## PROBLEM 1
List all the authors named in the citation of the text excerpt.
## PROBLEM 2
Decide whether each statement agrees with the text excerpt: (a) Salmonella-tainted eggs caused 1,200 illnesses. (b) Conventional microbiological methods are described as rapid. (c) The publication date is 6/20/2013. For each, answer yes or no and quote the words from the text that decide it.

(TEXT EXCERPT Opens)

Location: Quality & Safety Assessment ResearchTitle: Nanocolloid substrate for surface enhanced Raman scattering sensor for biological applications Author
Submitted to: ACS Book Series: Advances in Applied Nanotechnology for Agriculture
Publication Type: Book / Chapter
Publication Acceptance Date: 6/20/2013
Publication Date: 7/21/2013
Citation: Sundaram, J., Park, B., Kwon, Y. 2013. Nanocolloid substrate for surface enhanced Raman scattering sensor for biological applications. ACS Book Series 1143: Advances in Applied Nanotechnology for Agriculture. 2:21-41. DOI: 10.102/bk-2013-1143.ch002. Interpretive Summary: During past several years, Salmonella outbreak was linked to peanut butter contamination that caused 329 illnesses, and Salmonella tainted eggs caused 1,200 illnesses. Also, poultry and poultry products are the major sources of Salmonella contamination. Since Salmonella can grow and survive even in adverse environmental conditions, control of Salmonella in food industry is a major concern for food safety. Food safety also depends on ability to detect and identify foodborne pathogens that cause severe outbreaks. However, conventional microbiological methods are time-consuming and labor-intensive. Since food is a complex matrix, it is not easy to directly detect the presence of bacterial pathogens in food matrices. Thus, development of rapid methods for foodborne pathogen detection continues being high priority for food industry. Furthermore, rapid pathogen detection is beneficial for quality control during large scale food processing and production operations. Raman spectroscopy was studied for pathogen detection based on their optical characteristics, because Raman spectroscopy provides spectral information furnished by molecular vibrations of bacteria. Molecular bonds directly affect the vibrational spectra and give specific fingerprints that can be used to characterize foodborne pathogens.

(TEXT EXCERPT Closes)
(DATA SECTION Opens)

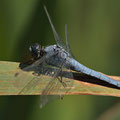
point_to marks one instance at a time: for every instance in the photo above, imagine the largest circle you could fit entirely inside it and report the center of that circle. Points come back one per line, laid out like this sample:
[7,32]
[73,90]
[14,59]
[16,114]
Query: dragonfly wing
[58,40]
[67,42]
[23,77]
[56,88]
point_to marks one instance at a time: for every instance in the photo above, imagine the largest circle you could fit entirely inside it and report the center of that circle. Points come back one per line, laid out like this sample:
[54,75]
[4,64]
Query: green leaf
[82,83]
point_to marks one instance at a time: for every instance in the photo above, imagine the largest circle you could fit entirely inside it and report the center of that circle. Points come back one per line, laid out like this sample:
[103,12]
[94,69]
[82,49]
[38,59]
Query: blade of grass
[83,84]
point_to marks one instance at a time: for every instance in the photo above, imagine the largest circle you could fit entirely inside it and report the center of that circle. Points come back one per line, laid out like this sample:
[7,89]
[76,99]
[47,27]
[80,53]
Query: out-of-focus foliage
[94,33]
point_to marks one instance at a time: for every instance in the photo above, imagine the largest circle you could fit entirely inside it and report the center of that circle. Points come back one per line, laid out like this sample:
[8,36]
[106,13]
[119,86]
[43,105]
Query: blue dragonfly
[52,60]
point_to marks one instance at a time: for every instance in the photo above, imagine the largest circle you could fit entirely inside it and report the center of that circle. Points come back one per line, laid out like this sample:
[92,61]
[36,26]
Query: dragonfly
[52,60]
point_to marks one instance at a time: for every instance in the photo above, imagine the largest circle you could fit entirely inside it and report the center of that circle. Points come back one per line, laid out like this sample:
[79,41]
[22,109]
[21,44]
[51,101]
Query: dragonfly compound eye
[35,50]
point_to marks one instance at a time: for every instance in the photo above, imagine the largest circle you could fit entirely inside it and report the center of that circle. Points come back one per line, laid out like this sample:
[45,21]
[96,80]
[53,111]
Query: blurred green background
[94,33]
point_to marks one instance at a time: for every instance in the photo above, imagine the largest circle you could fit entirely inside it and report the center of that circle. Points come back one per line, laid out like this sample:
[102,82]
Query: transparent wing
[57,87]
[22,78]
[59,41]
[67,42]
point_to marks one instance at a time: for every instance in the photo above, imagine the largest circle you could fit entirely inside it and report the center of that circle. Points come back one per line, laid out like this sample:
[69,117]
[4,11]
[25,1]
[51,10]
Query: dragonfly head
[36,50]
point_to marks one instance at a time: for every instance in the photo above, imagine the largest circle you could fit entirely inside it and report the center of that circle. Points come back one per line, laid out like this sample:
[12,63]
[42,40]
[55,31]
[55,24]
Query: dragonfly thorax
[58,57]
[36,51]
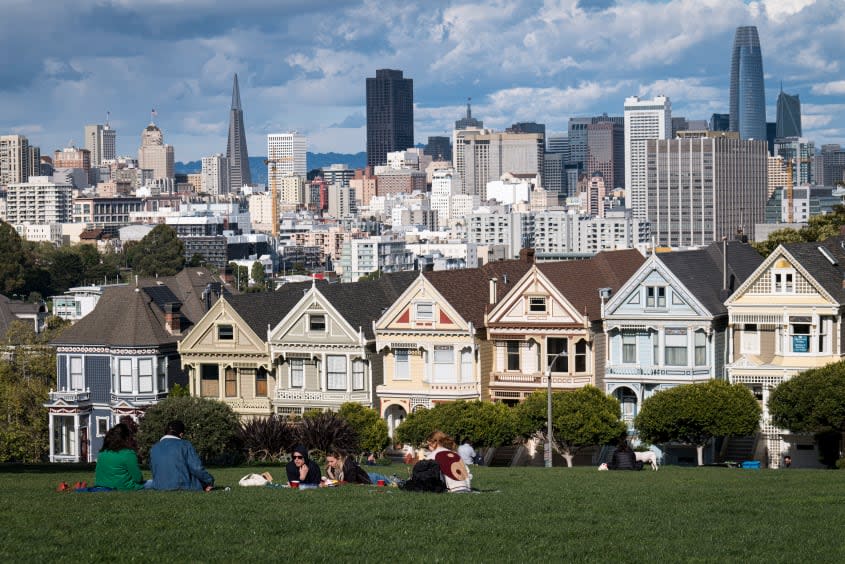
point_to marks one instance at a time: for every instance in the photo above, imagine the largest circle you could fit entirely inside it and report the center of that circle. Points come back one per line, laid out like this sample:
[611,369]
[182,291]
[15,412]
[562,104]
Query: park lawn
[522,514]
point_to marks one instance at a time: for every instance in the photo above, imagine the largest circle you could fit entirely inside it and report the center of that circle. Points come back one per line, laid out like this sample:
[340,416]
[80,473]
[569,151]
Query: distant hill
[259,169]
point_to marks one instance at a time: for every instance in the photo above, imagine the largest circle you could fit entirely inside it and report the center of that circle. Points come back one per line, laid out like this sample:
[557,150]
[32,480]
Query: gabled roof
[579,280]
[467,291]
[701,271]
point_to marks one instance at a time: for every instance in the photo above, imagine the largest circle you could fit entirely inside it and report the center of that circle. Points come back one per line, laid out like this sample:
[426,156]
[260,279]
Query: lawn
[523,514]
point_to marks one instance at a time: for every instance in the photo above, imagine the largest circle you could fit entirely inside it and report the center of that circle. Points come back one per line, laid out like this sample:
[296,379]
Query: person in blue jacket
[176,464]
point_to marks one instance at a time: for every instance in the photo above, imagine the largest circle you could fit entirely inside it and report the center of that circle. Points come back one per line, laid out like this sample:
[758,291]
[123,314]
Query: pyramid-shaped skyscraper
[236,150]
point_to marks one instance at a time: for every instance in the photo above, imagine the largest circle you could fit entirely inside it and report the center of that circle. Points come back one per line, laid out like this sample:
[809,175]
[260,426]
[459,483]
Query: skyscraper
[644,119]
[747,90]
[390,115]
[236,151]
[789,116]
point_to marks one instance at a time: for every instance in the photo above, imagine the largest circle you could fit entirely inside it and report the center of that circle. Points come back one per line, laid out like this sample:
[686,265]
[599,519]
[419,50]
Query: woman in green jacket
[117,462]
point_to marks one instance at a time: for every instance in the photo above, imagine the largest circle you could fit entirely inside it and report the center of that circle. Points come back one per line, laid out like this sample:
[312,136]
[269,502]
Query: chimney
[173,318]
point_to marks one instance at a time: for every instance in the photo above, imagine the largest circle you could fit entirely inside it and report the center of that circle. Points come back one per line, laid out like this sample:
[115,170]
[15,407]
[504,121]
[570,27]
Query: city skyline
[524,61]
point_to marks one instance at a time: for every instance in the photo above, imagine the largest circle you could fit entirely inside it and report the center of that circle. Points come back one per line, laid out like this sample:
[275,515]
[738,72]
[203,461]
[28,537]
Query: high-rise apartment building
[390,115]
[236,151]
[789,116]
[100,141]
[215,175]
[644,120]
[701,189]
[286,155]
[747,88]
[154,154]
[14,159]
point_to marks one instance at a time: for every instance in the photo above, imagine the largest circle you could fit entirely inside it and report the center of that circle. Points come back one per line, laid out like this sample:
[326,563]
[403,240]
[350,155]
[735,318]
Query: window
[77,381]
[581,356]
[336,372]
[425,311]
[358,371]
[655,296]
[675,348]
[145,375]
[537,304]
[444,364]
[297,373]
[512,355]
[557,354]
[700,348]
[401,364]
[261,383]
[231,381]
[317,323]
[124,371]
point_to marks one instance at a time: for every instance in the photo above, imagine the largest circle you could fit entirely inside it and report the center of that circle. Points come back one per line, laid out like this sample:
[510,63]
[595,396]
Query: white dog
[647,456]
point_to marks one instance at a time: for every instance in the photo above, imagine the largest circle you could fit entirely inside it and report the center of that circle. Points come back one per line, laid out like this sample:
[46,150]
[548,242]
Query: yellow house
[787,318]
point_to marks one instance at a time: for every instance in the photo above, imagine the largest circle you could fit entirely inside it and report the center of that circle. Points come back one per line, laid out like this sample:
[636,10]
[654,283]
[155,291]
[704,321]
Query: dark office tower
[469,122]
[720,122]
[390,115]
[748,95]
[236,152]
[439,148]
[789,116]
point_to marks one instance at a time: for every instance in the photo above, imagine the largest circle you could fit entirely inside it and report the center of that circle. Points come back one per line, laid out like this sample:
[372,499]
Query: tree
[582,418]
[368,425]
[160,253]
[696,413]
[812,402]
[210,425]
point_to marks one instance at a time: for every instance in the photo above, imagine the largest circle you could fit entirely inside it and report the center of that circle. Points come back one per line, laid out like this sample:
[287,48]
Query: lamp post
[549,432]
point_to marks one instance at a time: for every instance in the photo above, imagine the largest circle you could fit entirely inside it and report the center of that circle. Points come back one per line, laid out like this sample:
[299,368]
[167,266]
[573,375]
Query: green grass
[534,514]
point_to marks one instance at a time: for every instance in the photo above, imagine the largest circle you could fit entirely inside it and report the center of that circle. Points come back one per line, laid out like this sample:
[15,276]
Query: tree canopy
[582,418]
[696,413]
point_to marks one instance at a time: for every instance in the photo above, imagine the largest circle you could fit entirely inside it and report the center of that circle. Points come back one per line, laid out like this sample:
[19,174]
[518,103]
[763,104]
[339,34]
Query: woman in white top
[441,449]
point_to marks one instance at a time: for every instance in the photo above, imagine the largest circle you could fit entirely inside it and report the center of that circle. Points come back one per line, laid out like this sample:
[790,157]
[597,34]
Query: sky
[302,64]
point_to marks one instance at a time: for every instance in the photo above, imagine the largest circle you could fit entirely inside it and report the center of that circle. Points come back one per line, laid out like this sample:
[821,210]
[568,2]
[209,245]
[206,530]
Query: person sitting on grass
[301,468]
[442,450]
[117,463]
[175,463]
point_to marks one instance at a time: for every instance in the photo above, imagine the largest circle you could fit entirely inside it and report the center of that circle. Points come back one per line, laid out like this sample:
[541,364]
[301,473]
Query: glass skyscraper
[748,96]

(DATA SECTION Closes)

## FINAL ANSWER 1
Sundaram, J.; Park, B.; Kwon, Y.

## FINAL ANSWER 2
(a) Yes: "Salmonella tainted eggs caused 1,200 illnesses"
(b) No: "conventional microbiological methods are time-consuming and labor-intensive"
(c) No: "Publication Date: 7/21/2013"